Ringkasan Tugas 1: Menurut berita di bawah tentang wajib militer Rusia, berapa jumlah pasukan cadangan yang ingin direkrut Rusia untuk berperang di Ukraina?

Pejabat Rusia Akui Adanya Warga yang Kabur ke Perbatasan Gara-gara Wajib Militer, UE Akan Tentukan Sikap Bersama untuk Syarat Masuk

NTD

Presiden Rusia Vladimir Putin mengeluarkan perintah wajib militer yang pertama kalinya sejak Perang Dunia II pada  21 September. Rusia ingin merekrut 300.000 orang pasukan cadangan untuk berperang di Ukraina. Begitu perintah  keluar, justru memicu warga beramai-ramai kabur. Pejabat perbatasan Rusia mengakui adanya gelombang besar mobil yang mencoba melintasi perbatasan ke Georgia. Uni Eropa menentukan sikap yang sama tentang syarat orang-orang Rusia yang ingin masuk.

Warga Rusia takut dipanggil mengikuti wajib militer, akan tetapi tidak sanggup membeli tiket pesawat. Mereka pun akhirnya memilih bergegas melintasi perbatasan darat, demikian laporan Central News Agency. Sejak 21 September, orang-orang telah mengantre berjam-jam untuk melintasi perbatasan ke Mongolia, Kazakhstan, Finlandia atau Georgia, sebagaimana dilaporkan kantor berita Reuters.

Keterangan Foto : Di Bandara Zvartnots Rusia pada 21 September 2022. Penerbangan keluar dari Rusia hampir penuh dipesan minggu ini setelah Presiden Vladimir Putin menawarkan untuk memanggil beberapa cadangan untuk berperang di Ukraina, menurut data dari maskapai penerbangan dan agen perjalanan. (KAREN MINASYAN/AFP via Getty Images)

Pada 24 September, pejabat lokal Rusia di perbatasan dengan Georgia mengatakan bahwa ada sekitar 2.300 kendaraan pribadi yang menghalangi jalan, menunggu untuk melewati pos pemeriksaan perbatasan.

Bahan Tugas:
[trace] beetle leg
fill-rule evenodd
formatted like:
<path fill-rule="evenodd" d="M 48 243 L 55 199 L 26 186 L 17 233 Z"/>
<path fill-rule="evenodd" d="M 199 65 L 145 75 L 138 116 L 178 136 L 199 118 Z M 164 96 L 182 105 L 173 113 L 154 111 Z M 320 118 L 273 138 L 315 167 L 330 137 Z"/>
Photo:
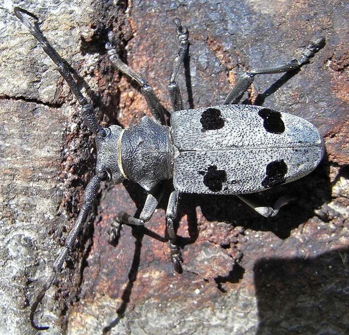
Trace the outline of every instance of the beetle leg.
<path fill-rule="evenodd" d="M 288 196 L 282 196 L 280 197 L 275 202 L 274 206 L 269 207 L 263 206 L 261 204 L 260 199 L 258 199 L 254 194 L 236 195 L 239 199 L 242 200 L 245 203 L 248 205 L 251 208 L 253 208 L 257 213 L 265 217 L 275 216 L 279 212 L 280 209 L 285 205 L 287 205 L 290 201 L 295 199 L 295 198 Z"/>
<path fill-rule="evenodd" d="M 83 95 L 75 81 L 73 78 L 69 68 L 63 61 L 61 56 L 57 53 L 54 49 L 48 43 L 42 33 L 38 28 L 37 26 L 37 17 L 31 13 L 19 7 L 15 7 L 13 11 L 14 15 L 28 28 L 30 33 L 41 44 L 44 51 L 57 65 L 59 73 L 67 82 L 71 91 L 76 97 L 79 103 L 82 107 L 82 119 L 85 124 L 93 134 L 98 134 L 102 137 L 105 137 L 106 136 L 105 132 L 100 128 L 97 123 L 93 107 L 88 102 L 86 98 Z M 35 21 L 35 25 L 33 24 L 26 17 L 23 16 L 22 13 L 26 14 L 27 16 L 34 19 Z"/>
<path fill-rule="evenodd" d="M 169 203 L 166 210 L 166 223 L 167 224 L 167 233 L 170 238 L 170 247 L 171 252 L 171 259 L 174 270 L 177 272 L 182 272 L 181 263 L 183 258 L 180 250 L 177 243 L 177 235 L 174 227 L 174 220 L 175 219 L 178 213 L 178 201 L 179 193 L 178 191 L 174 191 L 171 193 L 169 199 Z"/>
<path fill-rule="evenodd" d="M 147 196 L 139 218 L 132 216 L 125 212 L 120 212 L 118 213 L 116 217 L 114 218 L 115 222 L 112 224 L 112 227 L 109 232 L 110 243 L 114 245 L 118 244 L 118 239 L 120 237 L 123 224 L 129 226 L 144 226 L 146 222 L 151 219 L 163 196 L 164 187 L 165 184 L 161 182 L 151 190 Z"/>
<path fill-rule="evenodd" d="M 325 37 L 320 37 L 314 42 L 311 42 L 308 46 L 304 48 L 298 59 L 293 59 L 287 63 L 275 66 L 257 68 L 244 73 L 239 77 L 237 82 L 225 98 L 223 105 L 238 104 L 247 89 L 253 82 L 256 74 L 281 73 L 297 70 L 304 64 L 308 62 L 315 52 L 322 48 L 324 44 Z"/>
<path fill-rule="evenodd" d="M 132 70 L 120 59 L 116 49 L 112 45 L 112 32 L 109 32 L 108 37 L 109 41 L 106 43 L 105 48 L 107 49 L 110 61 L 116 69 L 136 80 L 140 84 L 141 86 L 141 93 L 146 99 L 148 108 L 149 108 L 149 110 L 152 113 L 154 121 L 158 124 L 166 125 L 166 122 L 165 121 L 164 109 L 160 104 L 157 96 L 155 95 L 153 89 L 138 73 Z"/>
<path fill-rule="evenodd" d="M 177 35 L 179 41 L 180 46 L 178 54 L 174 61 L 174 66 L 169 82 L 169 93 L 174 112 L 183 109 L 183 100 L 180 95 L 179 87 L 175 81 L 175 77 L 188 50 L 188 34 L 187 28 L 185 26 L 181 24 L 179 19 L 175 19 L 174 23 L 177 26 Z"/>
<path fill-rule="evenodd" d="M 61 250 L 58 257 L 56 258 L 56 260 L 52 266 L 52 270 L 51 272 L 51 274 L 46 279 L 42 290 L 40 291 L 40 293 L 36 297 L 36 300 L 31 306 L 29 319 L 31 323 L 31 326 L 38 331 L 44 331 L 48 329 L 49 327 L 46 326 L 38 326 L 34 321 L 34 314 L 37 309 L 39 304 L 45 296 L 46 291 L 51 287 L 52 282 L 56 278 L 56 275 L 62 268 L 63 263 L 64 262 L 69 250 L 75 244 L 76 239 L 86 221 L 90 210 L 96 200 L 97 193 L 99 188 L 101 180 L 105 179 L 107 177 L 107 175 L 106 172 L 105 172 L 96 174 L 92 177 L 87 184 L 84 193 L 82 206 L 75 221 L 75 223 L 74 224 L 74 226 L 70 230 L 67 239 L 65 240 L 64 247 Z"/>

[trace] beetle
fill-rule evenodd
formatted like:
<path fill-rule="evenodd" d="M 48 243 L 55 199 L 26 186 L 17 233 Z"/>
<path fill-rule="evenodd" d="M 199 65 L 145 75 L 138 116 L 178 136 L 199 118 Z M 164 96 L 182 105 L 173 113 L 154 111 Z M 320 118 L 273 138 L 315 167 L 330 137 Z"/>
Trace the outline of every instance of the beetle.
<path fill-rule="evenodd" d="M 96 174 L 85 190 L 78 217 L 32 306 L 30 320 L 38 330 L 48 327 L 35 323 L 35 312 L 74 246 L 95 202 L 102 180 L 118 184 L 128 179 L 138 183 L 148 193 L 139 218 L 125 212 L 118 214 L 113 238 L 119 231 L 118 224 L 143 225 L 149 221 L 163 193 L 164 181 L 173 179 L 173 190 L 166 217 L 172 260 L 175 270 L 180 272 L 183 259 L 174 220 L 181 193 L 236 195 L 262 215 L 273 216 L 289 199 L 282 197 L 273 207 L 269 207 L 251 200 L 249 194 L 298 179 L 312 171 L 321 161 L 323 142 L 311 123 L 263 107 L 238 104 L 256 75 L 299 69 L 322 47 L 324 37 L 309 43 L 297 59 L 279 65 L 255 68 L 242 74 L 222 105 L 184 109 L 175 78 L 187 52 L 188 33 L 186 27 L 175 19 L 179 48 L 169 83 L 173 110 L 170 125 L 168 126 L 163 107 L 153 89 L 120 59 L 110 42 L 110 32 L 109 41 L 106 44 L 110 60 L 117 69 L 140 85 L 152 118 L 145 116 L 127 129 L 116 125 L 102 128 L 92 105 L 82 94 L 68 67 L 37 27 L 37 18 L 18 7 L 14 8 L 14 13 L 56 64 L 76 97 L 82 107 L 83 121 L 96 136 L 97 152 Z M 33 19 L 35 24 L 23 14 Z"/>

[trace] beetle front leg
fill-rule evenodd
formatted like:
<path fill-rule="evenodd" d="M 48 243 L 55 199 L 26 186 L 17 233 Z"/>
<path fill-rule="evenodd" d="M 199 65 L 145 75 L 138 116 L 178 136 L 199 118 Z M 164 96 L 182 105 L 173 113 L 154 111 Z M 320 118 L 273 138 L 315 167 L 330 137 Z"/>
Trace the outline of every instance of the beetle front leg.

Ringkasan Tugas 2: Saring baris-baris di atas dan salin utuh setiap baris yang mengandung kata "instance". Huruf besar dan kecil dibedakan.

Jawaban Lengkap 1: 300.000 orang.

Jawaban Lengkap 2:
Trace the outline of every instance of the beetle leg.
Trace the outline of every instance of the beetle.
Trace the outline of every instance of the beetle front leg.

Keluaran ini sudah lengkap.